Your instructions: Which lines run from the line with "Give one point for each instance of the wristwatch" through the line with "Give one point for each instance of the sleeveless" in the entries below? Print them exactly, both ends included, and nothing more.

Data for this task:
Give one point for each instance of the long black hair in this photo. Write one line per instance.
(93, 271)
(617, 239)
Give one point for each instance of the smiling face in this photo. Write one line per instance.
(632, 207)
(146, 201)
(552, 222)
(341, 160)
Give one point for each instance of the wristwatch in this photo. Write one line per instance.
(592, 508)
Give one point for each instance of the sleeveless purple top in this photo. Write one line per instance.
---
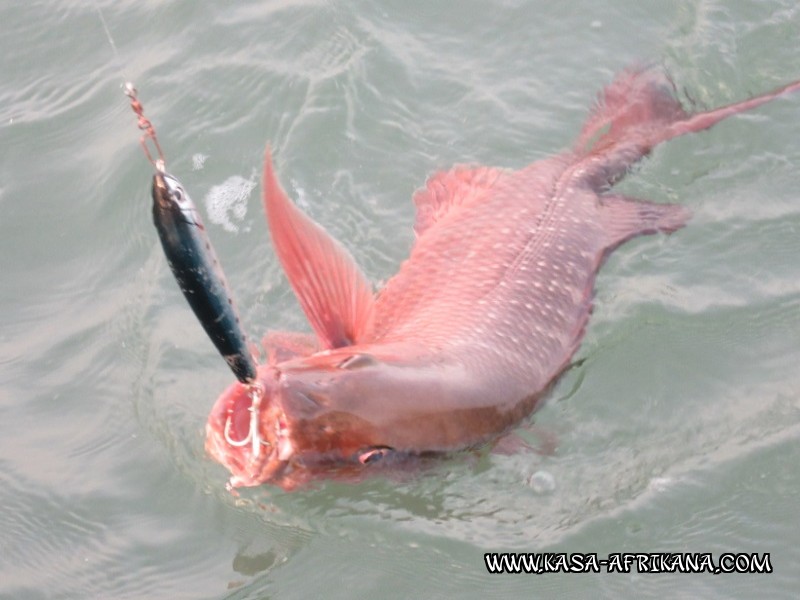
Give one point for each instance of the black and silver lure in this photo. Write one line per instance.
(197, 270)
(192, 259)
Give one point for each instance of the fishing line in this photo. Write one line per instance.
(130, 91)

The answer:
Give one point for each instance of the wristwatch in this photo. Write one line per instance.
(592, 508)
Give one point for each instance of the sleeveless purple top in this photo. Write one line per instance.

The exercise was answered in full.